__Material for the task__:

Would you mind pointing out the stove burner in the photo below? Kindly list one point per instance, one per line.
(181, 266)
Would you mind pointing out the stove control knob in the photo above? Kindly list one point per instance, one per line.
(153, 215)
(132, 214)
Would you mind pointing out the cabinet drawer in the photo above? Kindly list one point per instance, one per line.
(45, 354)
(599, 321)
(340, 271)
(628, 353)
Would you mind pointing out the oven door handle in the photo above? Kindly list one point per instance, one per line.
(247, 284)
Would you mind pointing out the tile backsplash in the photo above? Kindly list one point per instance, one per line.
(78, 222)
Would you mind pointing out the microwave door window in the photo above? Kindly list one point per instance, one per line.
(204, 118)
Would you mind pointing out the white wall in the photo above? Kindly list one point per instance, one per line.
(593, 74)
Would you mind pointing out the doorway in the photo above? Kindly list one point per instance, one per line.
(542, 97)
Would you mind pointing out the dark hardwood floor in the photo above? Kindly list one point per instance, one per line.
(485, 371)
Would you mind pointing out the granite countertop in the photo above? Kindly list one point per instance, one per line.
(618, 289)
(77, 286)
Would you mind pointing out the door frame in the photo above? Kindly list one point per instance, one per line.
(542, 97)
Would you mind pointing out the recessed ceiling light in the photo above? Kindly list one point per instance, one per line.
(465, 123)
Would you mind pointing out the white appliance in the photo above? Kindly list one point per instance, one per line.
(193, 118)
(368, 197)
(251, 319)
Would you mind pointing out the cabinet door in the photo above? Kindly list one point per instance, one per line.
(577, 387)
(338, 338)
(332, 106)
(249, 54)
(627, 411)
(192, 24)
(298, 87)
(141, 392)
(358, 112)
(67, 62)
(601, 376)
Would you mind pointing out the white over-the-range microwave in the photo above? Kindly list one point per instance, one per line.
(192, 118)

__Required work__:
From the line with "Would you mind pointing out the tile" to the end of the listing above, set down every line exactly as it appears, both ends included.

__Exercise response__:
Would you mind pointing out the tile backsplash in the photo above? Kindly list one point per instance, one per line.
(78, 222)
Would you mind pointing out the microwave door window in the photo above? Kindly list one point per instance, one per line.
(204, 118)
Would you mind pointing out the white wall in the photo above? Kindly list one point per instance, one per line.
(593, 74)
Would you mind pointing out the doorway in the photo above? Kindly list one point per instance, one per line.
(542, 97)
Would you mind pointing out the dark hardwood floor in the photo above? Kindly list one point per instance, one per line.
(485, 371)
Would you mind pointing out the granite countertop in the photo above? Kindly list one point per instance, one per line.
(618, 289)
(77, 286)
Would you mind pointing out the door frame in the photo above? Kindly list one point per instance, one per line.
(542, 97)
Would you mind pointing out the recessed ceiling light in the photo above? Kindly list one point per instance, one per line.
(465, 123)
Would you mind pointing out the white appliance in the photo above? Kindly list one point per instance, one per line.
(193, 118)
(368, 197)
(251, 319)
Would you mind pointing out the cabinet door in the photo above? Kindly list one point per instance, one per line.
(577, 387)
(338, 338)
(332, 106)
(249, 54)
(627, 411)
(192, 24)
(298, 87)
(141, 392)
(358, 112)
(67, 62)
(601, 376)
Would you mind pointing out the white over-the-range microwave in the photo above? Kindly list one point per instance, one per line.
(192, 118)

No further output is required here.